**Work required:** Pick out the lines below with "target" and list them.

*** Opening Source data ***

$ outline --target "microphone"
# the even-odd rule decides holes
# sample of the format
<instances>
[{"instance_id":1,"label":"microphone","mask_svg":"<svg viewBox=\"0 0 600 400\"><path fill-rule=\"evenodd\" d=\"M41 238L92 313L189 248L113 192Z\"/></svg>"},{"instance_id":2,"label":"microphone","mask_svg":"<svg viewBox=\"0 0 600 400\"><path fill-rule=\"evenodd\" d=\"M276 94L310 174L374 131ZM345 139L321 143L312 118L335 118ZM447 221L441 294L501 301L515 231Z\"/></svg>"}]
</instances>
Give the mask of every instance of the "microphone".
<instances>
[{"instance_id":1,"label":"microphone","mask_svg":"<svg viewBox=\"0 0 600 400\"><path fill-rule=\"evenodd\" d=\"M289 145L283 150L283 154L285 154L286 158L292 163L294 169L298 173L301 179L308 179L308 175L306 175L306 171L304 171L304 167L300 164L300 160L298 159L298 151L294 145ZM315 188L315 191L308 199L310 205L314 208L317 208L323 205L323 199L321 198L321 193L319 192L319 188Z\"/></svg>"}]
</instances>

*** Closing Source data ***
*** Opening Source data ***

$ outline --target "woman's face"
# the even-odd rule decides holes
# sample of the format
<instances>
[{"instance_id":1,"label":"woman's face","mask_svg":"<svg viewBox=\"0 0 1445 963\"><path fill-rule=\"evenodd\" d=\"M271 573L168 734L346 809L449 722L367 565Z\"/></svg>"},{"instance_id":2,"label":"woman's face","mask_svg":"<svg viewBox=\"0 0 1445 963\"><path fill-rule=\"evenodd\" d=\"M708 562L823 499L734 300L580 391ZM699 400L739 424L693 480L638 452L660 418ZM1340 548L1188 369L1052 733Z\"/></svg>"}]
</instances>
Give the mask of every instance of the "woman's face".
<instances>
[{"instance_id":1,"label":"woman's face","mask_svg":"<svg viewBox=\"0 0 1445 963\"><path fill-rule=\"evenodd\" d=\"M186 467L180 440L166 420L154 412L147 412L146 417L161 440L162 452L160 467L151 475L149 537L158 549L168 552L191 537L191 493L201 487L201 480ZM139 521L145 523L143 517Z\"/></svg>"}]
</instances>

*** Closing Source data ***
*** Opening Source data ***

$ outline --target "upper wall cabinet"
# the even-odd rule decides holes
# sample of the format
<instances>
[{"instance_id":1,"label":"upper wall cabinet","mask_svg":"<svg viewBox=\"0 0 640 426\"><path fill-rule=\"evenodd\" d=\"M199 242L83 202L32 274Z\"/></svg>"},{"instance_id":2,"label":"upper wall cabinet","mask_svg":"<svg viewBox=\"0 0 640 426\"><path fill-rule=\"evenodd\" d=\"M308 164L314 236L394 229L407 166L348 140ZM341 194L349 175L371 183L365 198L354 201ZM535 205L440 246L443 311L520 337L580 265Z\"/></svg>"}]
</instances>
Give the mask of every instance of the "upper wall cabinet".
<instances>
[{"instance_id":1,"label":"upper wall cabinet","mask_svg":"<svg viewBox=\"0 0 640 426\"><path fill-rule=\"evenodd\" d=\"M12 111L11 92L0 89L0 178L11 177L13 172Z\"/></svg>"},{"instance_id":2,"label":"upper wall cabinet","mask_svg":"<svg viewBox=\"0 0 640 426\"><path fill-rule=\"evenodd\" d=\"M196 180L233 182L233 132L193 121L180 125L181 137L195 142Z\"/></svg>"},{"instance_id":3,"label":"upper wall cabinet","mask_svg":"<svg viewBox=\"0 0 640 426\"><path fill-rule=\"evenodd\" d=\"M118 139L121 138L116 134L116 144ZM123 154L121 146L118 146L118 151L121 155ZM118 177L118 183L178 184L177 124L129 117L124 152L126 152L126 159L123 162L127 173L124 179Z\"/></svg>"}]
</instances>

*** Closing Source data ***

**Result:**
$ outline --target "microphone"
$ outline --target "woman's face"
$ outline --target "upper wall cabinet"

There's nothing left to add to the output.